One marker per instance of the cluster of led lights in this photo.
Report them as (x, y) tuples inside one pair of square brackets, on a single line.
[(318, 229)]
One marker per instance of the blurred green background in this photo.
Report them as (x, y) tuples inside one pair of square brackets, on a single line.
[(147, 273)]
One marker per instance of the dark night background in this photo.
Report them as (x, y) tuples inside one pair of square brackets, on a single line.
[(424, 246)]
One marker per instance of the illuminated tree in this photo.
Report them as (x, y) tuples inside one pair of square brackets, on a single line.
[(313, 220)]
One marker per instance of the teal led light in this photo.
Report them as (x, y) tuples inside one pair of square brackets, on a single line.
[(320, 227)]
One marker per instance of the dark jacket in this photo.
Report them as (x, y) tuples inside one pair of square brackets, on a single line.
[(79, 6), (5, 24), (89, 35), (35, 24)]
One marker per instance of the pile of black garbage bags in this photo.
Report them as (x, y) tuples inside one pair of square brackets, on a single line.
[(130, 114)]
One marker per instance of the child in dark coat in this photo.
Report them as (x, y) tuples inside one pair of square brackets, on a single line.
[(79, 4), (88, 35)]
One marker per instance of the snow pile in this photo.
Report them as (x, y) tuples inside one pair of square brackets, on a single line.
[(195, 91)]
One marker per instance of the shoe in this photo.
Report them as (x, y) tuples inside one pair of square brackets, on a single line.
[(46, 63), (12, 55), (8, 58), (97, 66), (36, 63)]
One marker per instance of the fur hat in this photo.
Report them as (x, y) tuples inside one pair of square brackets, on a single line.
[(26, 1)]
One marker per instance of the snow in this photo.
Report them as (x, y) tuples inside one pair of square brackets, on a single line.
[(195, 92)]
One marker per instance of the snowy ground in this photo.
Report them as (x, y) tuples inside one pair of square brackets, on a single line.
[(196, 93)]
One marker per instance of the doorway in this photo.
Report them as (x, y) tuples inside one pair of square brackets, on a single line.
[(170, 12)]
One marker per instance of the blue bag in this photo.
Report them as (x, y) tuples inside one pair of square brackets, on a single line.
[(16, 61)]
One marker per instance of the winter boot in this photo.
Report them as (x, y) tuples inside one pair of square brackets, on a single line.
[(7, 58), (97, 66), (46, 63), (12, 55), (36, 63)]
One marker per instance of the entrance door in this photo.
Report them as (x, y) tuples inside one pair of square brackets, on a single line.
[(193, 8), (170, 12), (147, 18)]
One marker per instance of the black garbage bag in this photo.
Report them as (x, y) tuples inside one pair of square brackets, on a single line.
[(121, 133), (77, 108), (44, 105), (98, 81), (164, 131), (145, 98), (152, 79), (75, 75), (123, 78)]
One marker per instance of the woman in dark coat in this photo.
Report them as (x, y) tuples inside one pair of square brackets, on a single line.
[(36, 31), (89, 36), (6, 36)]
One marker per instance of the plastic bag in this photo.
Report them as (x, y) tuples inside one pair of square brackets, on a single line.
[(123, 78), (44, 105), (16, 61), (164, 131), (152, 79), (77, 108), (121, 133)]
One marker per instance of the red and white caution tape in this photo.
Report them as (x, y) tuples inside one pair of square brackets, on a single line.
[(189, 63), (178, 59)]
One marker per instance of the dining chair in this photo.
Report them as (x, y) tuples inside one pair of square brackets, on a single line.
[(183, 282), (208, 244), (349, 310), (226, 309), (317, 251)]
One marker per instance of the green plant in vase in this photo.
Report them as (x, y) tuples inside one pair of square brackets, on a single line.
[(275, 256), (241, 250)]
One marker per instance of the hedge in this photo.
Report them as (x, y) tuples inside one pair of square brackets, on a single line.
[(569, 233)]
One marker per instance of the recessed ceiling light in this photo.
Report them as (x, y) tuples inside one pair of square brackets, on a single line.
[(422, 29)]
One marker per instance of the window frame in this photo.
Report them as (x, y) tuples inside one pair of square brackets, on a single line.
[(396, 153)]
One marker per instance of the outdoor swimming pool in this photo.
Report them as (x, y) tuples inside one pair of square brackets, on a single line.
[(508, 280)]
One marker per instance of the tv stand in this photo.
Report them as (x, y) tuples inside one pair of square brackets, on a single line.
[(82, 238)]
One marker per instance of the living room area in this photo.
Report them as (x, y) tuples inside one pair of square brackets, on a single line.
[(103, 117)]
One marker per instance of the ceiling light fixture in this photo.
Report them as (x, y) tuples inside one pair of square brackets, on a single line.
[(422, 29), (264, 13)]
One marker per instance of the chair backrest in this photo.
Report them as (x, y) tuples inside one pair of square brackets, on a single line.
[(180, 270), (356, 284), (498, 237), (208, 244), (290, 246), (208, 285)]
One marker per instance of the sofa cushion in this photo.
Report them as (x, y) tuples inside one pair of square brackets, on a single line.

--------

*What the exercise asks*:
Each record is to be transcribed exactly and in full.

*Result of the task*:
One marker per instance of the cluster of led lights in this photo.
Report them as (x, y) tuples inside one pair of square brackets, on a single line.
[(318, 229)]
One marker per instance of the blurred green background in this photo.
Report them as (x, y) tuples inside one pair of square brackets, on a single line.
[(147, 273)]
One marker per instance of the dark night background in this photo.
Report them as (x, y) tuples inside one pair of square brackets, on a single line.
[(424, 246)]
One marker per instance of the illuminated tree in this photo.
Report them as (x, y) tuples inside one pair of square brackets, on a single line.
[(313, 220)]
One marker per instance of the teal led light in this photo.
Report them as (x, y) tuples inside one pair of square brackets, on a single line.
[(320, 227)]
One marker per instance of the dark jacket in this photo.
Report them as (x, y) tuples inside one pair of square brackets, on a single line.
[(79, 6), (5, 24), (89, 35), (35, 24)]
One marker per instance of the pile of black garbage bags in this photo.
Report them as (x, y) tuples inside one pair of square brackets, on a single line.
[(130, 114)]
One marker per instance of the child in dark coat in this photo.
Report them as (x, y) tuples inside one pair of square brackets, on a single line.
[(79, 4), (88, 35)]
One marker per instance of the snow pile in this photo.
Report them as (x, y) tuples inside one pair of square brackets, on a single line.
[(195, 91)]
One marker per instance of the shoe in this photo.
Report them as (x, y) tuples inside one pair of square brackets, on a single line.
[(46, 63), (12, 55), (8, 58), (97, 66), (36, 63)]
One marker per instance of the fur hat in this photo.
Report them as (x, y) tuples inside one pair of square brackets, on a single line.
[(26, 1)]
One marker per instance of the snow in this photo.
Report them as (x, y) tuples inside one pair of square brackets, on a single line.
[(195, 92)]
One marker per instance of the snowy ground in this photo.
Report them as (x, y) tuples inside one pair of square brackets, on a single line.
[(196, 93)]
One marker per instance of the doorway in this photo.
Report them as (x, y) tuples inside one pair of square brackets, on a single line.
[(170, 12)]
One marker per instance of the blue bag in this photo.
Report them as (x, y) tuples inside one pair of square brackets, on a single line.
[(16, 61)]
One marker per instance of the winter boot in this photo.
Report them as (x, y) tuples inside one pair of square brackets, on a single line.
[(7, 58), (97, 66), (46, 63), (12, 55), (36, 63)]
One marker per instance of the entrance door in this photo.
Report them as (x, y) tuples inside one pair of square brackets, on a single line.
[(193, 8), (170, 12), (147, 18)]
One marker per instance of the black garbage bag in this photo.
Report them as (x, y) tuples inside one pair of square brackets, on a single line.
[(121, 133), (77, 108), (44, 105), (98, 81), (164, 131), (145, 98), (152, 79), (75, 75), (123, 78)]
One marker per instance of the woman in dark coat in this photo.
Report them as (x, y) tuples inside one pair of square brackets, on a single line.
[(36, 31), (89, 36), (6, 36)]
One marker per instance of the plastic bag in this photo.
Report them as (x, y) tuples inside one pair of square brackets, on a single line.
[(123, 78), (44, 105), (16, 61), (164, 131), (152, 79), (77, 108), (121, 133)]
One marker per instance of the red and white caution tape in this photo.
Report them as (x, y) tuples inside one pair of square brackets, on a single line.
[(189, 63), (178, 59)]
One marker per instance of the dining chair in this photo.
Report them as (x, y) tuples inside one pair of square brackets, on a single line.
[(183, 282), (208, 244), (349, 310), (226, 309), (317, 251)]
One marker per instance of the green plant in vase in this photo.
Report them as (x, y) tuples inside one pair of square brackets, on a single line.
[(275, 256), (241, 250)]
One marker per instance of the hedge in this photo.
Report them as (x, y) tuples inside one pair of square brackets, on a single line.
[(569, 233)]
One marker per instance of the recessed ceiling light in this photo.
Report them as (x, y) tuples inside one pair of square brackets, on a single line.
[(422, 29)]
One marker per instance of the window frame in this photo.
Report them as (x, y) tuples inside one pair of square brackets, on a single line.
[(396, 153)]
One marker per instance of the outdoor swimming pool in this photo.
Report them as (x, y) tuples inside one pair of square brackets, on a single line.
[(508, 280)]
One marker per instance of the tv stand in this photo.
Report them as (x, y) tuples inside one pair of square brackets, on a single line.
[(82, 238)]
One marker per instance of the living room area in this photo.
Report them as (x, y) tuples inside one pair of square brackets, on a single line.
[(103, 117)]
One marker per instance of the ceiling light fixture in this photo.
Report them as (x, y) tuples inside one pair of square brackets, on a single line.
[(422, 29), (264, 13)]
One marker per instance of the chair backrest in this photo.
Report them as (x, y) tuples inside one pair of square brackets, on a single line.
[(180, 270), (356, 284), (498, 237), (208, 244), (290, 246), (208, 285)]
One marker per instance of the sofa cushion in this photo.
Report them as (x, y) tuples inside one pair of square brackets, on a single line.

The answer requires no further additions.